# Yao Ming SUCKS



## Balla123456789 (Jul 15, 2002)

HE SUCKS BAD HE REALLy dOES


----------



## Shadows (Jun 8, 2002)

It's a good idea to actually have supporting reasons why you feel "Yao Ming Sucks" rather then putting down a bogus thread like this.

Believe it or not if you started a thread with an educated post rather then this you might actually get some answers!!!


----------



## truebluefan (May 27, 2002)

i agree shadows!

Dont just say ming sucks! Give proof and that might open up more debate.


----------



## groovehouse (May 21, 2002)

> Originally posted by <b>Balla123456789</b>!
> HE SUCKS *** HE REALLy dOES :rocket:


----------



## Hollis (Jun 4, 2002)

Yeah, I'm sure you would suck too if you played year-round, just getting used to this style of play, and barely speak English or understand half the things your coach says....


----------



## Petey (Aug 23, 2002)

I would still be jet lagged, but that is me.

-Petey


----------



## groovehouse (May 21, 2002)




----------



## groovehouse (May 21, 2002)




----------



## Petey (Aug 23, 2002)

Haha, you can tell groovehouse is loving this.

-Petey


----------



## HBM (Oct 17, 2002)

I wouldn't mind dropping 30/16 and sucking like that


----------



## Ron (May 8, 2002)

I saw him play against the Lakers the other night; he was *most impressive*. I found myself rooting for him against my own team! :laugh:

But to pour in 30 and with 16 rebounds tonight...WOW! If he keeps it up, he might make the all-star game! :yes:


----------



## groovehouse (May 21, 2002)




----------



## Dragnsmke1 (Jul 29, 2002)

> Originally posted by <b>Ron</b>!
________________
:: Given instruction ::
Carry on the forum thread about Yao Ming from the point where it stops. The records that follow have no connection to the forum thread about Yao Ming.

:: A series of records ::
________________
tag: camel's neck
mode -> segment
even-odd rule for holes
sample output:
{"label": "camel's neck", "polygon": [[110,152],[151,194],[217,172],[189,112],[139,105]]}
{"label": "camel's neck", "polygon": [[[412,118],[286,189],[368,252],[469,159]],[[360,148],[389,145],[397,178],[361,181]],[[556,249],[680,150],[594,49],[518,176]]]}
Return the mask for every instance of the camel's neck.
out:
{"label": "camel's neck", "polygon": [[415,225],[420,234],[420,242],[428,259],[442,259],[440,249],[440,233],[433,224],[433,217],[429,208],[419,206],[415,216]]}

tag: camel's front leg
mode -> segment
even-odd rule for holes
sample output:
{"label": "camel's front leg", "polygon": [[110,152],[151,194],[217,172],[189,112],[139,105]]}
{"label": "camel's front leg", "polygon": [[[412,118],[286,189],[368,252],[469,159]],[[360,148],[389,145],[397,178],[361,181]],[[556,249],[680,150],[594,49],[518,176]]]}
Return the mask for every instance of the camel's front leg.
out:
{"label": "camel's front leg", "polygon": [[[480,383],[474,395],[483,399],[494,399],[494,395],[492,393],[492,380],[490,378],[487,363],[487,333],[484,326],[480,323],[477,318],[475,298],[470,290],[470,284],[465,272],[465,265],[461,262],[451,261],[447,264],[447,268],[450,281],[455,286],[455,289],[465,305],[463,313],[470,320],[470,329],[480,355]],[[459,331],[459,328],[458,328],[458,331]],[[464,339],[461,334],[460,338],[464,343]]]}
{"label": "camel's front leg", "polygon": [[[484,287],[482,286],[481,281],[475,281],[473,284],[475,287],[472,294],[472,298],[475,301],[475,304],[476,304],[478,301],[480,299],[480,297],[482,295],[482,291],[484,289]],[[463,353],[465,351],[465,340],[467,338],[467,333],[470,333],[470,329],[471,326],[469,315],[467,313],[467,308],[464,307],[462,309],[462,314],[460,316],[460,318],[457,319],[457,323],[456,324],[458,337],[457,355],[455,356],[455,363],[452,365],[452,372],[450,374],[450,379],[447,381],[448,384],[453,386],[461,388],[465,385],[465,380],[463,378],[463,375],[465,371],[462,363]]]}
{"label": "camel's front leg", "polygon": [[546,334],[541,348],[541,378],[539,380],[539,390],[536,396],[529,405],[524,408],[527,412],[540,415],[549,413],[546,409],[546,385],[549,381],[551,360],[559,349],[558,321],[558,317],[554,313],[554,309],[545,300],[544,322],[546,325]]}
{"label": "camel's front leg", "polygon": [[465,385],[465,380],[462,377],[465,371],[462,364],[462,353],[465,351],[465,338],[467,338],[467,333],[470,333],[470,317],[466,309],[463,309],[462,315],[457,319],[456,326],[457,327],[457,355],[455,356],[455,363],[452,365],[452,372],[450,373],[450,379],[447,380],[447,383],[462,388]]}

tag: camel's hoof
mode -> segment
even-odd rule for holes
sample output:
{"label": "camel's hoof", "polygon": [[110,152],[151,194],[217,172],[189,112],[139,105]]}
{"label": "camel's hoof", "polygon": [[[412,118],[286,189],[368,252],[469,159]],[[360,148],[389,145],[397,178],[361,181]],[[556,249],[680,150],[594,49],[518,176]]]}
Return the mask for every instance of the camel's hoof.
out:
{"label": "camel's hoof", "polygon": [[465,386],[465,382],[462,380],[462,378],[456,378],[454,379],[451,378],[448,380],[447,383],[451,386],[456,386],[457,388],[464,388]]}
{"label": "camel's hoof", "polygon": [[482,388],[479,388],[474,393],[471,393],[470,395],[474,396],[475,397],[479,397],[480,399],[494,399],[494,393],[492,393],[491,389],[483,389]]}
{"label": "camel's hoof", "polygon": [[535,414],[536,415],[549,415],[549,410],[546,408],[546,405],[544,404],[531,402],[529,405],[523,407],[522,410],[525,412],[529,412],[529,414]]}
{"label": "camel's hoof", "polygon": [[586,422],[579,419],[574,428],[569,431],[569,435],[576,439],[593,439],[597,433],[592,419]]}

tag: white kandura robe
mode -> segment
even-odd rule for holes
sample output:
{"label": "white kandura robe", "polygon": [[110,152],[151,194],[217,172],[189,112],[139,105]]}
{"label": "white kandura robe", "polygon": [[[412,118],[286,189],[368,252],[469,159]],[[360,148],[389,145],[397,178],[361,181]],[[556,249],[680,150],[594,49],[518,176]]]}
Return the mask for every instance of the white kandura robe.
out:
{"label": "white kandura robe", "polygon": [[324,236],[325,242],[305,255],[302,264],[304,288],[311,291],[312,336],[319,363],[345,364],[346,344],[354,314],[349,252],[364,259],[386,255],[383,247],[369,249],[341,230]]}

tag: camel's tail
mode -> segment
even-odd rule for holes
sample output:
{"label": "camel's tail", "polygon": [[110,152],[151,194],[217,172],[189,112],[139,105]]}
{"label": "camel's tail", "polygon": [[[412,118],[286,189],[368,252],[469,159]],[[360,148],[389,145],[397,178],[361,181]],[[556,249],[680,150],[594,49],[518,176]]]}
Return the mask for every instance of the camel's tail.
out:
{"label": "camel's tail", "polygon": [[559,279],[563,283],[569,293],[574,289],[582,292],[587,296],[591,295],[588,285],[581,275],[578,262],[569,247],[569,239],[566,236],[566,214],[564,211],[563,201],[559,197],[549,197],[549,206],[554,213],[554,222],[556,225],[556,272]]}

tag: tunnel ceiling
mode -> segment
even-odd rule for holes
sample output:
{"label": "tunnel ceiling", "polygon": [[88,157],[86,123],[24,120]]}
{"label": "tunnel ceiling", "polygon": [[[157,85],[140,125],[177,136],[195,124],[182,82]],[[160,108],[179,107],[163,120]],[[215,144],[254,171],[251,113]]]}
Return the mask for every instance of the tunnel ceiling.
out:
________________
:: Written answer ::
> I saw him play against the Lakers the other night; he was *most impressive*. I found myself rooting for him against my own team! :laugh:
> 
> But to pour in 30 and with 16 rebounds tonight...WOW! If he keeps it up, he might make the all-star game! :yes:


Hell deserve it too. I know Im changing my vote per day from Kandi to Ming. Geez he singlehandedly kept houston in the game against Dallas.


----------



## groovehouse (May 21, 2002)




----------



## <<<D>>> (Jul 15, 2002)

This thread might of been started a little too early. Yao was a bit dissapointing in the begining, but I know you guys knew it was just a matter of time until he gets it down and he's still hasn't started yet either. Should be exciting and fun to watch this player for many years.


----------



## LoaKhoet (Aug 20, 2002)

YAO IS GOING TO BE AWESOME. HE WILL LEAD THE LEAGUE IN "FG" FOR YEARS TO COME. HE WILL PROBABLY TAKE A FEW SCORING TROPHIES IN HIS CAREER TOO. THE GUY IS GOING TO BE A GOOD ONE. SO FAR, HE IS BETTER THAN BOTH NOWITSKI AND GARNETT ALREADY WHEN THEY FIRST CAME IN THIS LEAGUE. HE CAN SCORE IN ABUNDANCE. TRADE HIM TO OUR TEAM, THE BULLS, IF YOU GUYS DONT' WANT HIM. JKRAUZ PROBABLY WOULDN'T MIND USING ONE OF THEIR 2 HSCHOOLERS AND ANOTHER PLAYER FOR MING. BUT WHY WOULD THE ROCKETS WANT TO DO IT? THEY ARE HAVING THE REAL CENTER. HE WILL BE BETTER THAN THE KANDI MAN NEXT YEAR. PROBABLY WOULD BE THE 2ND BEST CENTER IN THE WORLD BEHIND SHAQ. PERIOD!!


----------



## Kyakko (Aug 14, 2002)

You guys are judging him wayyy too early based on just 11 games. I was thinking that he wouldn't meet half of the hype this year, but he did. However, he's going to have nights where he doesn't do well along with nights where he just dominates. Most people don't mention that he's still a rookie so his game is not going to be consistant as he goes through the learning curve. I gotta say though.. he's a damn fast learner.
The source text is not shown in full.